'''

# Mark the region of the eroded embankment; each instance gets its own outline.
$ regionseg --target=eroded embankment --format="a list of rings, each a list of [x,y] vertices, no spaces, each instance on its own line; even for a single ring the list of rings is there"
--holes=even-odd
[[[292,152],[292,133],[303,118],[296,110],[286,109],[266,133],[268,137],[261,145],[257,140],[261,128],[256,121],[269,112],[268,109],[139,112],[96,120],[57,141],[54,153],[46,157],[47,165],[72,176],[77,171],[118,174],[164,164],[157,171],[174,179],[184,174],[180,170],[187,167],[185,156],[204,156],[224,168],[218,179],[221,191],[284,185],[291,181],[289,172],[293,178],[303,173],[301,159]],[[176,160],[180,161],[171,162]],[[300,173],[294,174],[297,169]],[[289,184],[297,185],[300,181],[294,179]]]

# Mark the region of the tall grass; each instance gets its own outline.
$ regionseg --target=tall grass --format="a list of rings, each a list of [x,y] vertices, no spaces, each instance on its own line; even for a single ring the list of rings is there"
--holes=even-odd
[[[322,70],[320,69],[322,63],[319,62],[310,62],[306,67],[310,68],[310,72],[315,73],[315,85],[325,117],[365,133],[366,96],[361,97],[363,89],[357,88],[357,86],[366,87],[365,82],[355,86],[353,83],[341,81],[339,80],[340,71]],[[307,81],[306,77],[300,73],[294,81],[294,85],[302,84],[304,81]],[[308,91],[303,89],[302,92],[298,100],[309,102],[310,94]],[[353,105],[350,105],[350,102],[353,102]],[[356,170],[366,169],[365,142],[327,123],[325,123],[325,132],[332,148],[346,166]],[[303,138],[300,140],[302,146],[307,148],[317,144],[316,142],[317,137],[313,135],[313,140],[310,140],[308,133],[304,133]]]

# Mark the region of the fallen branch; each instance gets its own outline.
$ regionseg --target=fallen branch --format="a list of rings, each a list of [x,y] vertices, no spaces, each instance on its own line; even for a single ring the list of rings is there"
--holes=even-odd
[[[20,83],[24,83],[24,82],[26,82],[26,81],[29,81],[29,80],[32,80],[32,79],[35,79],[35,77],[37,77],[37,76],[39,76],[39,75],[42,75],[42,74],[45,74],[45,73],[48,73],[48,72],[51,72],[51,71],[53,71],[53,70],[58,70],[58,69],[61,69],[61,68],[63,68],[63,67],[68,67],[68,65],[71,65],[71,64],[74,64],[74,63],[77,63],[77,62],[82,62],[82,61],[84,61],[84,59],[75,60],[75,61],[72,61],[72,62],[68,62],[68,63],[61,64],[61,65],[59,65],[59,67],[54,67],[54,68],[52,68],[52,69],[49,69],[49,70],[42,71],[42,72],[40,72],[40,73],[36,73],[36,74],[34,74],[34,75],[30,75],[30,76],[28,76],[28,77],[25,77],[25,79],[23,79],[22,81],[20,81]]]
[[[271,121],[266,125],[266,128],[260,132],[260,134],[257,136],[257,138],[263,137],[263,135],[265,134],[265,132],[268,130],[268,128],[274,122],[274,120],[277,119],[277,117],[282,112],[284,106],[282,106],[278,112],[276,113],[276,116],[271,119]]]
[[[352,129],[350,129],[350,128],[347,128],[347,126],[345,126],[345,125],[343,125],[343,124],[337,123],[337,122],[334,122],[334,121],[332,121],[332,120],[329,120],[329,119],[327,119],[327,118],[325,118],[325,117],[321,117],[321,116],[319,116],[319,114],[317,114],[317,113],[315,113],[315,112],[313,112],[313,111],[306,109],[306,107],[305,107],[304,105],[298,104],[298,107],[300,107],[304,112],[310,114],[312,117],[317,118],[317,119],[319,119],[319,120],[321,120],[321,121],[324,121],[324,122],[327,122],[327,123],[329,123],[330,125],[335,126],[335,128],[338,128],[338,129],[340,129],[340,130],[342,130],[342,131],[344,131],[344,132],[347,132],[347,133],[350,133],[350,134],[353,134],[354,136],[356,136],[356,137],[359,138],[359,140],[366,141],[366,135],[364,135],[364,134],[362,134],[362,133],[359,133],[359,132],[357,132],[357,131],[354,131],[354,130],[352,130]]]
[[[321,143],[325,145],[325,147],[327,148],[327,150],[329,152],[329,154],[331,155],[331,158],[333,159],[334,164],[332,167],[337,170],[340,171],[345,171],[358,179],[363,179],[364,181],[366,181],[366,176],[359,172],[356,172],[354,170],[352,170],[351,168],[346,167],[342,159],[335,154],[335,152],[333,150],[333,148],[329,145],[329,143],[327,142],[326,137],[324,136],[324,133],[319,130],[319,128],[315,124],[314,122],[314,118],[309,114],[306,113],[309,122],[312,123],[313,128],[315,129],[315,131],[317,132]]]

'''

Goal of the exercise: Please change the lines above so that "Mark the region" reads "Trace the area" throughout, and keep everything else the same.

Response to the task:
# Trace the area of the eroded embankment; each instance gets its own outline.
$ regionseg --target=eroded embankment --format="a list of rings, each a list of [x,y] vertices, no spaces, each instance on its own line; even for a single ring the list of rings is there"
--holes=even-odd
[[[292,152],[292,133],[303,118],[296,110],[286,109],[266,133],[268,137],[261,145],[257,140],[261,128],[256,121],[269,112],[268,109],[139,112],[96,120],[57,141],[54,153],[46,157],[47,165],[72,176],[77,171],[118,174],[164,164],[157,171],[174,179],[184,174],[180,170],[187,167],[185,156],[204,156],[224,168],[218,179],[221,191],[284,185],[291,181],[289,172],[293,178],[303,173],[301,159]],[[176,160],[180,161],[171,162]],[[300,173],[294,174],[297,169]],[[289,184],[297,185],[300,181],[294,179]]]

# Trace the area of the tall grass; each instance gets its own outline.
$ regionseg --target=tall grass --format="a list of rings, each a list of [x,y] vertices, no spaces, each instance on its own line; even for a single ring the list of rings is there"
--holes=even-odd
[[[322,70],[320,69],[322,63],[319,62],[310,62],[306,67],[310,68],[310,72],[315,73],[315,85],[325,117],[365,133],[366,96],[361,97],[363,89],[357,88],[357,86],[366,87],[365,82],[355,86],[353,83],[341,81],[339,80],[340,71]],[[307,81],[306,77],[300,73],[294,81],[294,85],[302,84],[304,81]],[[308,91],[303,89],[302,92],[298,100],[309,102],[310,94]],[[353,105],[350,105],[350,102],[353,102]],[[356,170],[366,169],[365,142],[327,123],[325,123],[325,132],[332,148],[346,166]],[[303,138],[300,140],[302,146],[307,148],[317,144],[316,142],[317,137],[313,135],[313,140],[310,140],[308,133],[304,133]]]

# Trace the area of the fallen branch; each instance gets its own outline.
$ regionseg --target=fallen branch --format="a list of rings, each a list of [x,y] vertices, no spaces, each instance on its own line; even for a single ring the list of rings is there"
--holes=even-odd
[[[20,83],[24,83],[24,82],[26,82],[26,81],[29,81],[29,80],[32,80],[32,79],[35,79],[35,77],[37,77],[37,76],[39,76],[39,75],[42,75],[42,74],[45,74],[45,73],[48,73],[48,72],[51,72],[51,71],[53,71],[53,70],[58,70],[58,69],[61,69],[61,68],[63,68],[63,67],[68,67],[68,65],[71,65],[71,64],[74,64],[74,63],[77,63],[77,62],[82,62],[82,61],[84,61],[84,59],[75,60],[75,61],[72,61],[72,62],[68,62],[68,63],[61,64],[61,65],[59,65],[59,67],[54,67],[54,68],[52,68],[52,69],[49,69],[49,70],[42,71],[42,72],[40,72],[40,73],[36,73],[36,74],[34,74],[34,75],[30,75],[30,76],[28,76],[28,77],[25,77],[25,79],[23,79],[22,81],[20,81]]]
[[[271,121],[266,125],[266,128],[260,132],[260,134],[257,136],[257,138],[263,137],[263,135],[265,134],[265,132],[268,130],[268,128],[274,122],[274,120],[277,119],[277,117],[282,112],[284,106],[282,106],[278,112],[276,113],[276,116],[271,119]]]
[[[352,129],[350,129],[350,128],[347,128],[347,126],[345,126],[345,125],[343,125],[343,124],[337,123],[337,122],[334,122],[334,121],[332,121],[332,120],[329,120],[329,119],[327,119],[327,118],[325,118],[325,117],[321,117],[321,116],[319,116],[319,114],[317,114],[317,113],[315,113],[315,112],[313,112],[313,111],[306,109],[306,107],[305,107],[304,105],[298,104],[298,107],[300,107],[304,112],[310,114],[312,117],[317,118],[317,119],[319,119],[319,120],[321,120],[321,121],[324,121],[324,122],[327,122],[327,123],[329,123],[330,125],[335,126],[335,128],[338,128],[338,129],[340,129],[340,130],[342,130],[342,131],[344,131],[344,132],[347,132],[347,133],[350,133],[350,134],[353,134],[354,136],[356,136],[356,137],[359,138],[359,140],[366,141],[366,135],[364,135],[364,134],[362,134],[362,133],[359,133],[359,132],[357,132],[357,131],[354,131],[354,130],[352,130]]]
[[[321,143],[325,145],[325,147],[327,148],[327,150],[329,152],[329,154],[331,155],[331,158],[333,159],[334,164],[332,167],[337,170],[340,171],[345,171],[358,179],[363,179],[364,181],[366,181],[366,176],[359,172],[356,172],[354,170],[352,170],[351,168],[346,167],[342,159],[335,154],[335,152],[333,150],[333,148],[329,145],[329,143],[327,142],[326,137],[324,136],[324,133],[319,130],[319,128],[315,124],[314,122],[314,118],[309,114],[306,113],[309,122],[312,123],[313,128],[315,129],[315,131],[317,132]]]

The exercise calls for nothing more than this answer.